**Exercise**
All lines from the line containing "Provide the segmentation of every instance of the flower" up to and including the last line of the listing below should be echoed exactly; no other lines belong in the response.

**Dataset entries**
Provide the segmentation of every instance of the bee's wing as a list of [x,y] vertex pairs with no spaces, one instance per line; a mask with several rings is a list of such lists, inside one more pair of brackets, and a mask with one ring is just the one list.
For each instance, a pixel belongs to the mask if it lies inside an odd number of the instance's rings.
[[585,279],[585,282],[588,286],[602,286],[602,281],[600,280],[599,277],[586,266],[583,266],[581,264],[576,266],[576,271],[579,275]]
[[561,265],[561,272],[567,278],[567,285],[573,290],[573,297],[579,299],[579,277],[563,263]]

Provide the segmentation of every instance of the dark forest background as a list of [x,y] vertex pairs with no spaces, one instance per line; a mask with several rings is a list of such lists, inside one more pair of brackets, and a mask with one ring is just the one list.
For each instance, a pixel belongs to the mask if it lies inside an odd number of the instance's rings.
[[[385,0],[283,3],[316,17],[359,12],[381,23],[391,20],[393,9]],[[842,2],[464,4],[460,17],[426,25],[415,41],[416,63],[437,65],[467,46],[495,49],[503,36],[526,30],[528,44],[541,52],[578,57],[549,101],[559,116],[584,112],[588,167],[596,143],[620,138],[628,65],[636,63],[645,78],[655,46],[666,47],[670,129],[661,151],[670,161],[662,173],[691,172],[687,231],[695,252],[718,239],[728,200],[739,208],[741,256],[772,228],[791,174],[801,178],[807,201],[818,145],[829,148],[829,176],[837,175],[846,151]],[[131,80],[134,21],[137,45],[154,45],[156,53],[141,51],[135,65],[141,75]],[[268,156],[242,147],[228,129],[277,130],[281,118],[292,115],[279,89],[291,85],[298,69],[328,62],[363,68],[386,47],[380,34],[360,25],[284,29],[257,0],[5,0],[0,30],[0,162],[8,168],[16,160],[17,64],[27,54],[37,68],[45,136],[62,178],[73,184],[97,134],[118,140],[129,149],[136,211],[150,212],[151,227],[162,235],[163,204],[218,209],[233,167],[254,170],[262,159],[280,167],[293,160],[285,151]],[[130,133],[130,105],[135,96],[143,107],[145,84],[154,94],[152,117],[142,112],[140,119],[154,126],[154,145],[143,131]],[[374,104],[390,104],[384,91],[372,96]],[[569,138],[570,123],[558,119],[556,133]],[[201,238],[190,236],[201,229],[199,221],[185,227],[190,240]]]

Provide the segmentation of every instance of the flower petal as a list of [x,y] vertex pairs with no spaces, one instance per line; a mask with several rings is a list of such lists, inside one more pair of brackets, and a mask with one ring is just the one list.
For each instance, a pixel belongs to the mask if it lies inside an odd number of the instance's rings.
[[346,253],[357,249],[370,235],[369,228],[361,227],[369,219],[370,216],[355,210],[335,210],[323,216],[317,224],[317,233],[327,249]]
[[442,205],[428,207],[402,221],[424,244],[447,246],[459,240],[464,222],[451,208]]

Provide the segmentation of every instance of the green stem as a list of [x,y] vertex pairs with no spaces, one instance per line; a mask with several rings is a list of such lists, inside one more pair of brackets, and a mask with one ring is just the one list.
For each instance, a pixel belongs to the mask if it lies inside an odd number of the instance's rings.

**Answer in full**
Provide the segmentation of every instance of the flower petal as a list of [x,y] vertex pairs with no spaces, one instance per line; a mask with several rings is a list of such lists, inside one more pair of brackets, and a mask with one ring is just the one list.
For each instance, a pixel belongs to the mask if it lies inside an odd number of the instance's rings.
[[346,253],[357,249],[370,235],[369,228],[361,227],[369,219],[370,216],[355,210],[335,210],[323,216],[317,224],[317,233],[327,249]]
[[442,205],[428,207],[402,221],[424,244],[447,246],[459,240],[464,222],[451,208]]

Provide the segmentation of every instance of the green stem as a list of [x,y] vertex pairs with no spaces, one instance per line; a mask with several rings is a list of such lists, inside one more pair of brackets, and a mask with one ring is just the one list.
For each instance, a pixel belongs to the mask if it lies inside an odd number of the instance's rings.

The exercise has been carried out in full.